I’m kind of spent this week. I’m not sure what it is. I’ve had a headache that started in June and it wreaks havoc every once in a while. Really torments me. When the worst of it subsides it stays at a level 2 or 3 but my body gets worn out. Coupled with the therapy I’m doing, the work I’m doing with my sponsor, staying clean, and going to work I’m fatigued to the bone. Writing these blogs takes a toll too. I feel like I’m stuck at 13 again and I wonder why. I fall back into the “what do I want to do with my life” zone. At 59 it seems like most people would have pretty much wound up what they’ve done and now are ready to simply enjoy the golden years. I seriously don’t think I have that much time left so I’d like the remaining time to count in some enriching way. My resting heart beat is around 90 so I’ve pretty much gone through most of my allotted beats. I’m learning about the soul, my soul though. It’s sensitive, wielding, generous but needy to a degree. It has the capacity to love, to care, to be tender and when to be tough. It can protect with ferocity but it can also shroud itself inside heavy wings of shelter from the pain of life. And life is pain for me.
It is all about me. I
know that sounds superficial but that’s the lay of the land folks. At some point in my history, a switch was
turned on that demanded everybody to like me.

**Supplied entries**
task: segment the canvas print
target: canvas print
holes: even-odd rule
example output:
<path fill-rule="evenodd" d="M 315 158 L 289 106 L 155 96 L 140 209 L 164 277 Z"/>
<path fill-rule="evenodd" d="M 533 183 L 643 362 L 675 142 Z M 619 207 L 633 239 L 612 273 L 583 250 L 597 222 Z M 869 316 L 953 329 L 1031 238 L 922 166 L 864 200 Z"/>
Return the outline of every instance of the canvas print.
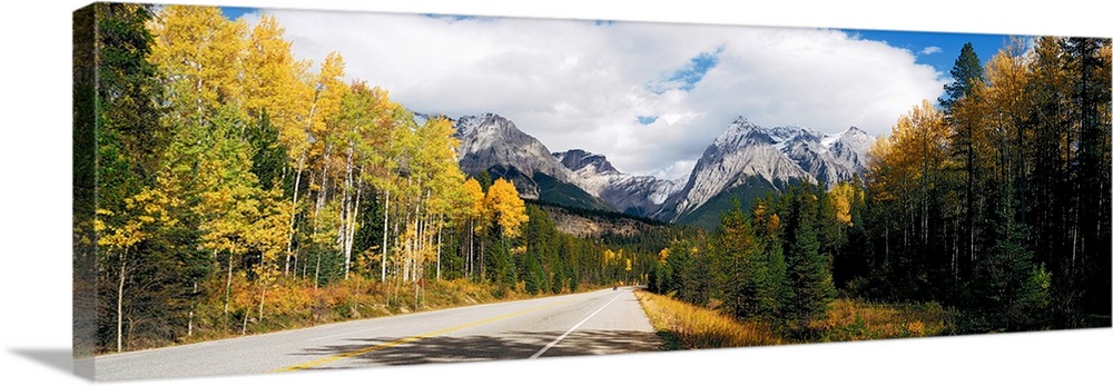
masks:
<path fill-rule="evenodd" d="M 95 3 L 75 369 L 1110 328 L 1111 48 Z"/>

...

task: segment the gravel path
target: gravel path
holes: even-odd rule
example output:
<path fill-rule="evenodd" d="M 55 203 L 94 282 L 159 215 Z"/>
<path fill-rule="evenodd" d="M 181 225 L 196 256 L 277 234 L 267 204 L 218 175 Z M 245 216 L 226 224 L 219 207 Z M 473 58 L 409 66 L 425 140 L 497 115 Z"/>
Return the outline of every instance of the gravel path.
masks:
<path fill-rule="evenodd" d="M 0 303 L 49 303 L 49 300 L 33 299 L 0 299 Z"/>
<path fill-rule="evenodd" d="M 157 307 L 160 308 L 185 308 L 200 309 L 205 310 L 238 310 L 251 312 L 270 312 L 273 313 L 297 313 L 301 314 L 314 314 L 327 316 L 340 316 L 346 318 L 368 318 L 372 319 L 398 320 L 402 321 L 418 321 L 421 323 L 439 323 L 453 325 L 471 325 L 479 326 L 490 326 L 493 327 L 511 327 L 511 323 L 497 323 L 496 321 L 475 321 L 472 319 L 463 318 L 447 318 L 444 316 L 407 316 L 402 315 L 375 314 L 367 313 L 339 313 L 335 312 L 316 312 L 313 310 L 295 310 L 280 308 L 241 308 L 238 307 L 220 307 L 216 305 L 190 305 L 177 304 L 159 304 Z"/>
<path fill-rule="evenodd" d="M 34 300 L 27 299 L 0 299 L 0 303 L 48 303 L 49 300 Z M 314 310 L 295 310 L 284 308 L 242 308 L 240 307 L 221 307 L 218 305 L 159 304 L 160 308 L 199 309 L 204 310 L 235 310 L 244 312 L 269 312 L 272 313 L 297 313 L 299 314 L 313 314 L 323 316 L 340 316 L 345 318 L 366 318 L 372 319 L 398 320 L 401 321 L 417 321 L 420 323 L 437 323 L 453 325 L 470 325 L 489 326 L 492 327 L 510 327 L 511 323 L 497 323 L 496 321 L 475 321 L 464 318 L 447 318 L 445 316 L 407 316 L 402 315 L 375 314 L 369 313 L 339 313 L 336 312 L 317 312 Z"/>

...

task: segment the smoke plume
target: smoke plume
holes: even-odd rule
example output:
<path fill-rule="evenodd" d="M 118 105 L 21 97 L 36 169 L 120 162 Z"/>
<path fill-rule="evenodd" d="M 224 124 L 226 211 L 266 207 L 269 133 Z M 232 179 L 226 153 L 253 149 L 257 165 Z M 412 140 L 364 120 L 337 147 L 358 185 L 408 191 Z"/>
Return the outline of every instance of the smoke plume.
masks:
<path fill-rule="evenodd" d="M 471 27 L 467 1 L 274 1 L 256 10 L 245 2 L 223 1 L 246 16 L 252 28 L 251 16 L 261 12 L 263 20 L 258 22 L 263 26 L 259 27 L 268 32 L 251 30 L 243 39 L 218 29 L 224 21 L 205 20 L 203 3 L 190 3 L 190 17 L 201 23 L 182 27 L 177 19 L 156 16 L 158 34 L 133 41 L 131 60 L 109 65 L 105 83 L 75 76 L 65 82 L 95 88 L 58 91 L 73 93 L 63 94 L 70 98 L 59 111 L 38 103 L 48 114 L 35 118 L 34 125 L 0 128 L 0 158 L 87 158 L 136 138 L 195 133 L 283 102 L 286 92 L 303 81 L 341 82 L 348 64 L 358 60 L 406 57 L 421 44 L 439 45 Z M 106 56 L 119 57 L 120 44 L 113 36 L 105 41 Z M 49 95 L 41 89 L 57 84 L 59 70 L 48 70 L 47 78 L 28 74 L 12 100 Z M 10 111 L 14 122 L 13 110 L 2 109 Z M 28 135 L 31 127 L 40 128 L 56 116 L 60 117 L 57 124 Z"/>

**The task**
In the blog post, what does the writer give as their resting heart rate? The entries are separate from the blog post and do not relate to it.

**Response area**
Around 90.